WORK TO COMPLETE: What is needed is an exact copy of the entries below, from the line that contains "A point falls on each instance of the torn" through the final line, both included, and nothing else.

-------- INPUT --------

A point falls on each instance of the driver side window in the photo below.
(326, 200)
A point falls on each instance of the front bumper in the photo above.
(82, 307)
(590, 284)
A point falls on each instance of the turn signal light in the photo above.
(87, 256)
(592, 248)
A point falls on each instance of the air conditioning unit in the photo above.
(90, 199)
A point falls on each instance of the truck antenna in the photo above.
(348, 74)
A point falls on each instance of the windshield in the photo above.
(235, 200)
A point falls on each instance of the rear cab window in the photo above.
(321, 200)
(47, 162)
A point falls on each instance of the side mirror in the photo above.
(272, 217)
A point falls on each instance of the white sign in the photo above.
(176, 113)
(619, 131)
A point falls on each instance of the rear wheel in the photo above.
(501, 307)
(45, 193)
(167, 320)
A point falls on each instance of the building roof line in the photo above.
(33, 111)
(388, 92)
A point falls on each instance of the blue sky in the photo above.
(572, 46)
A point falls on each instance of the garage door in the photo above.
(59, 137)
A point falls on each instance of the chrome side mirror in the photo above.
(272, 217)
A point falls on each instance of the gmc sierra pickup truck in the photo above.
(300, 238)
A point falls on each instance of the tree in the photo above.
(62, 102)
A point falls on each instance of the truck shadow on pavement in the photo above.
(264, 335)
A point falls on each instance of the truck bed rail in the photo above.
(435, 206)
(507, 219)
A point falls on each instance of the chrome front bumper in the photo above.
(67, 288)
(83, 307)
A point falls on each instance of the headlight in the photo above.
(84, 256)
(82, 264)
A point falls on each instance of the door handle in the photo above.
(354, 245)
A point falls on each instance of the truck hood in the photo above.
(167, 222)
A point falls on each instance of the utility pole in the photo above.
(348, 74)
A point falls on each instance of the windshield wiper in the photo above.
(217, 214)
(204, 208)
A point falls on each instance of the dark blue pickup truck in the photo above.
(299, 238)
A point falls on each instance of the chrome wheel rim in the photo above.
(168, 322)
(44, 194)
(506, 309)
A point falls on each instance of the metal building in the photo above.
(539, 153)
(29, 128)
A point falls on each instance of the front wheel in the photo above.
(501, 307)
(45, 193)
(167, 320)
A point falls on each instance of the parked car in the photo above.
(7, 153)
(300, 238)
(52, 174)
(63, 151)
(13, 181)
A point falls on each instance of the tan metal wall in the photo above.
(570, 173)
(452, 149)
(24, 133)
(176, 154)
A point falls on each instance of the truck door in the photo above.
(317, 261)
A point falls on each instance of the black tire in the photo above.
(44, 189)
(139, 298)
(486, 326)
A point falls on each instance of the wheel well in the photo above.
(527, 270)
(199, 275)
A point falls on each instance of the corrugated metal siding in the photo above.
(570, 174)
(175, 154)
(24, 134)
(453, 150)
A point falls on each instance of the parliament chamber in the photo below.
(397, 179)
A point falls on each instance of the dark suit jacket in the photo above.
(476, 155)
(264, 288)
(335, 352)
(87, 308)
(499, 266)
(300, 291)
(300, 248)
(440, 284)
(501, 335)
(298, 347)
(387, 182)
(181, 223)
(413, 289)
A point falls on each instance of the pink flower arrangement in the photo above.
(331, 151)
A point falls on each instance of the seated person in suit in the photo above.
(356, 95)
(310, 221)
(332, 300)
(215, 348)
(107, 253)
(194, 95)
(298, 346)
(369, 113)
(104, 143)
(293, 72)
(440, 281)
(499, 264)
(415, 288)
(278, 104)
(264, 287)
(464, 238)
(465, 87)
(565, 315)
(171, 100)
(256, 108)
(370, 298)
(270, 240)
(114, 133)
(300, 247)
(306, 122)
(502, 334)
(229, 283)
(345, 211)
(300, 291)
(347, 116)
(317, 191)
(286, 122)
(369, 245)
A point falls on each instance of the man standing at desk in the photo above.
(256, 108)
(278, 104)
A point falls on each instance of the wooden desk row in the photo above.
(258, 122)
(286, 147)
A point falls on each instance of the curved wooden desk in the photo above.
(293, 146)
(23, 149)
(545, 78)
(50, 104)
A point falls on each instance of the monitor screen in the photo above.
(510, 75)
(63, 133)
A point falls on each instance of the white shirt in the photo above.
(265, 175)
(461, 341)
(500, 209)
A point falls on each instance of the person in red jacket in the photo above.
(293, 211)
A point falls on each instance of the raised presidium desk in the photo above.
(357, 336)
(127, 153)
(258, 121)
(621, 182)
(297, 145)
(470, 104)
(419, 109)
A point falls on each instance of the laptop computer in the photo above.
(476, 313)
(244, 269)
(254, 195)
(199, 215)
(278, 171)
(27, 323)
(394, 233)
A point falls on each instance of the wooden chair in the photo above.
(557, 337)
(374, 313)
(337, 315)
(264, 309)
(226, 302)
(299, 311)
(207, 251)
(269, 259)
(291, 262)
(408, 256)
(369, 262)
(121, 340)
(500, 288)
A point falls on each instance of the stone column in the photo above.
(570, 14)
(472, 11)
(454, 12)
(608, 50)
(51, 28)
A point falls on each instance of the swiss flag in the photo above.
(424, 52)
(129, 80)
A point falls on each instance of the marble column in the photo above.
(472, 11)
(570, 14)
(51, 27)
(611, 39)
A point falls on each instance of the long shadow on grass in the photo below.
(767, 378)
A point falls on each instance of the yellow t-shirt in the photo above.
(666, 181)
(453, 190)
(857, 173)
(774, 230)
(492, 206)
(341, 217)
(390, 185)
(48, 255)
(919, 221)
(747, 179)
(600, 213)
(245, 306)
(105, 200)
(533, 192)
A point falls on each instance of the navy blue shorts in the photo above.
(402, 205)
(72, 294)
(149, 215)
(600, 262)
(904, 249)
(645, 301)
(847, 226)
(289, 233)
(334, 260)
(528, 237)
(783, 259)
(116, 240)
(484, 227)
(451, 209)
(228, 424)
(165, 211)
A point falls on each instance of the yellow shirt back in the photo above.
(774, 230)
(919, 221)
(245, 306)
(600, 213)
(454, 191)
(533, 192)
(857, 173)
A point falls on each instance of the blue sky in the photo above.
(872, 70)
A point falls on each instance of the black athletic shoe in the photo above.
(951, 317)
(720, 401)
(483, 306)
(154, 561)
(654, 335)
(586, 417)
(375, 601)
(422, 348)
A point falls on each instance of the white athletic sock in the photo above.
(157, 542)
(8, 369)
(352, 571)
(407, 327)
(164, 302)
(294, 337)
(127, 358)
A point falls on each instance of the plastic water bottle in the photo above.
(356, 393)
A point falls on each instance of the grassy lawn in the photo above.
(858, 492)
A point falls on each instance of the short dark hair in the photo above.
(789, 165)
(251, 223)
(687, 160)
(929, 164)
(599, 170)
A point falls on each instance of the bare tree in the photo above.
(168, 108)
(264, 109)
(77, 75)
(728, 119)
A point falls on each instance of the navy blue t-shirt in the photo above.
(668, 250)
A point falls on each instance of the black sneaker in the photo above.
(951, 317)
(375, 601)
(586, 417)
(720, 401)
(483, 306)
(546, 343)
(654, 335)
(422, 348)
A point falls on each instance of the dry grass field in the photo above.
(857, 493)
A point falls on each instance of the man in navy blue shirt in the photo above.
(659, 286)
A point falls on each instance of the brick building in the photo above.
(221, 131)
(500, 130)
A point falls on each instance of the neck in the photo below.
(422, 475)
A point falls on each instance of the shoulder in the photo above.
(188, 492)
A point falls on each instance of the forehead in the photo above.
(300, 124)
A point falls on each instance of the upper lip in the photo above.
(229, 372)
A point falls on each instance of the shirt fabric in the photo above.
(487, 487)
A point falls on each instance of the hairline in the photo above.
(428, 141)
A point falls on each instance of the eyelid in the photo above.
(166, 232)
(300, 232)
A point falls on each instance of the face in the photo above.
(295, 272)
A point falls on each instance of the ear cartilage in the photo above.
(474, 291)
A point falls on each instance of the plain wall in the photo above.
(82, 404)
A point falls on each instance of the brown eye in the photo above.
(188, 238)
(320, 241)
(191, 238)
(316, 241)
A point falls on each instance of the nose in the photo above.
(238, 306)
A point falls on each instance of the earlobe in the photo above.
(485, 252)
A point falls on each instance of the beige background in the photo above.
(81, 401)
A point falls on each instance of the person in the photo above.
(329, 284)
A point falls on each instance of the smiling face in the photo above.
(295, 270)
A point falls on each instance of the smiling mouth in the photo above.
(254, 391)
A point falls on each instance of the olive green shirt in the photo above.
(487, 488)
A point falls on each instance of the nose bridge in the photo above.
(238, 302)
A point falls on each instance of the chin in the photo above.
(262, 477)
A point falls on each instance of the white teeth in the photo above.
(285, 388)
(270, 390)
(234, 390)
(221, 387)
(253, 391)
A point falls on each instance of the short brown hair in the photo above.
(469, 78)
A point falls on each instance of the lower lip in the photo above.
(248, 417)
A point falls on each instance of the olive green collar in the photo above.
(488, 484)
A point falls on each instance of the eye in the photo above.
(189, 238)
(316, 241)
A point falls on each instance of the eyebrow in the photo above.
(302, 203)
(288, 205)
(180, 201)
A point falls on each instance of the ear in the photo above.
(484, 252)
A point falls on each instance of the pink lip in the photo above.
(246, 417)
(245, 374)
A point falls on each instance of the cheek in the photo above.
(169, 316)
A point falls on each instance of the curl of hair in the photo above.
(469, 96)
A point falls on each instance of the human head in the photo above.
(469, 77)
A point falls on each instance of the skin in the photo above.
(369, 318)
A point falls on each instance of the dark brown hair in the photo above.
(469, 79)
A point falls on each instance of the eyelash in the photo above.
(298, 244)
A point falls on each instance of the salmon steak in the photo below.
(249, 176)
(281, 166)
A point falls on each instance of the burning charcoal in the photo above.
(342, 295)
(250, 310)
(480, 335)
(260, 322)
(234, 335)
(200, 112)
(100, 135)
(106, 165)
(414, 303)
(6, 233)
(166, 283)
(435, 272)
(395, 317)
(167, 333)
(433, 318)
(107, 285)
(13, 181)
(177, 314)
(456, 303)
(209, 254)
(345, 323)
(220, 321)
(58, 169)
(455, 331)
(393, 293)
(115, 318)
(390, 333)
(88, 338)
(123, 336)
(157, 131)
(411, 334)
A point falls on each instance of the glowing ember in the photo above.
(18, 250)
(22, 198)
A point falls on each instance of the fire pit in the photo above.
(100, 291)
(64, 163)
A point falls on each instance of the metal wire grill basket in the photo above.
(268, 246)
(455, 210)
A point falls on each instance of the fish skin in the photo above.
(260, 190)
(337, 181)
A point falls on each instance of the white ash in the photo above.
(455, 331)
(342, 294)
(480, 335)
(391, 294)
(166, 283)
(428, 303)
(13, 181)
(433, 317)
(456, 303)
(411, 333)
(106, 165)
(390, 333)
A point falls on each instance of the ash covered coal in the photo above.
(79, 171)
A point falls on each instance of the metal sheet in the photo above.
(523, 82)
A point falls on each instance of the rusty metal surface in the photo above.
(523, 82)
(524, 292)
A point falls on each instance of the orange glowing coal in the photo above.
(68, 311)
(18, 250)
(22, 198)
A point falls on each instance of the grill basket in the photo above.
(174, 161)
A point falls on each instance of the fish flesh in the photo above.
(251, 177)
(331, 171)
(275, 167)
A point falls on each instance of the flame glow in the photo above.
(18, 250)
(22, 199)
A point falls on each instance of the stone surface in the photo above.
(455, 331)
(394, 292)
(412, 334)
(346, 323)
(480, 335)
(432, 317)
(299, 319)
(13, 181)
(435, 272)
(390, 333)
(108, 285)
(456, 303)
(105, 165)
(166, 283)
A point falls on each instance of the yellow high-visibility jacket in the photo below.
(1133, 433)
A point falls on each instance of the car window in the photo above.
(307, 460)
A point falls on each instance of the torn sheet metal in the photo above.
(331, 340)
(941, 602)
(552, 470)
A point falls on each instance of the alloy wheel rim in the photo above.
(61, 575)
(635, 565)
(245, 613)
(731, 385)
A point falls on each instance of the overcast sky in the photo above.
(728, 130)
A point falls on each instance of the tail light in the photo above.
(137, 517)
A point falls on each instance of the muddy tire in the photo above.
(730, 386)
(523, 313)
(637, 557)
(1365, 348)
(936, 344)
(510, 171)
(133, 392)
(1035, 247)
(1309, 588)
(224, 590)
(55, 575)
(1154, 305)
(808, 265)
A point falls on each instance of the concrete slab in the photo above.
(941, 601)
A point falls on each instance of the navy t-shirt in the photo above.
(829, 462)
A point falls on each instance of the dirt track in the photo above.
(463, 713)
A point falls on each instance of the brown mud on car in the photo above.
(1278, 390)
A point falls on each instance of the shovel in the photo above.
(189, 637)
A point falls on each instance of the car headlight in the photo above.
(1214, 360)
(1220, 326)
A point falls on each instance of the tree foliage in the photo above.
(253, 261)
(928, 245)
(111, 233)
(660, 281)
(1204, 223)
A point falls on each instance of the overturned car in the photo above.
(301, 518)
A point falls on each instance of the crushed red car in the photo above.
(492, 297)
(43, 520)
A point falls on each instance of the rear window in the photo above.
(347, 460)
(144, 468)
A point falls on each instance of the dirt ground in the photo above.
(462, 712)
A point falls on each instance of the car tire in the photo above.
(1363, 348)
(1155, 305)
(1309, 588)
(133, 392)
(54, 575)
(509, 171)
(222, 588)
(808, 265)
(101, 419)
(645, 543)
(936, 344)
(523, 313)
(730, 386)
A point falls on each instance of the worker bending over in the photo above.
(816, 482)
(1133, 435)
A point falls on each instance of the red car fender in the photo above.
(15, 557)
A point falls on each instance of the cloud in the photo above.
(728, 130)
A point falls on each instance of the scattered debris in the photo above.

--------

SOLUTION TO THIS TASK:
A point falls on each instance of the torn sheet metal in the photo above.
(331, 340)
(941, 602)
(552, 470)
A point falls on each instance of the alloy wheel rim in the photo above.
(61, 575)
(635, 565)
(245, 613)
(731, 385)
A point falls on each instance of the overcast sky in the photo above.
(728, 130)
A point falls on each instance of the tail light in the photo above.
(137, 517)
A point falls on each instance of the muddy tire in the photo above.
(730, 386)
(523, 313)
(637, 557)
(1365, 348)
(936, 344)
(510, 171)
(133, 392)
(1035, 247)
(1309, 588)
(224, 590)
(55, 575)
(1154, 305)
(808, 265)
A point falls on each instance of the concrete slab in the photo above.
(941, 601)
A point falls on each instance of the navy t-shirt in the photo above.
(829, 462)
A point falls on each instance of the dirt track in the photo above.
(463, 713)
A point falls on each instance of the brown mud on car in the photo above.
(1278, 390)
A point falls on each instance of the shovel in the photo above.
(189, 637)
A point falls on each instance of the car headlight in the photo above.
(1214, 360)
(1220, 326)
A point falls on each instance of the tree foliage in the photo above.
(253, 261)
(928, 245)
(111, 233)
(660, 281)
(1204, 223)
A point falls on each instance of the overturned car in the photo above.
(301, 518)
A point falls on each instance of the crushed red car in the photo above.
(492, 297)
(43, 520)
A point falls on each instance of the rear window in the photo above.
(347, 460)
(144, 468)
A point falls on each instance of the dirt ground in the photo above.
(462, 712)
A point falls on each instance of the car tire in the photo above.
(1363, 348)
(1155, 305)
(1309, 588)
(133, 392)
(54, 575)
(509, 171)
(222, 588)
(808, 265)
(101, 419)
(645, 543)
(936, 344)
(523, 313)
(730, 386)
A point falls on each instance of the worker bending over in the photo above.
(816, 482)
(1133, 435)
A point falls on each instance of the red car fender in the photo above.
(15, 557)
A point falls on each instance of the cloud in the photo above.
(728, 130)
A point falls on each instance of the scattered debris in the photo above.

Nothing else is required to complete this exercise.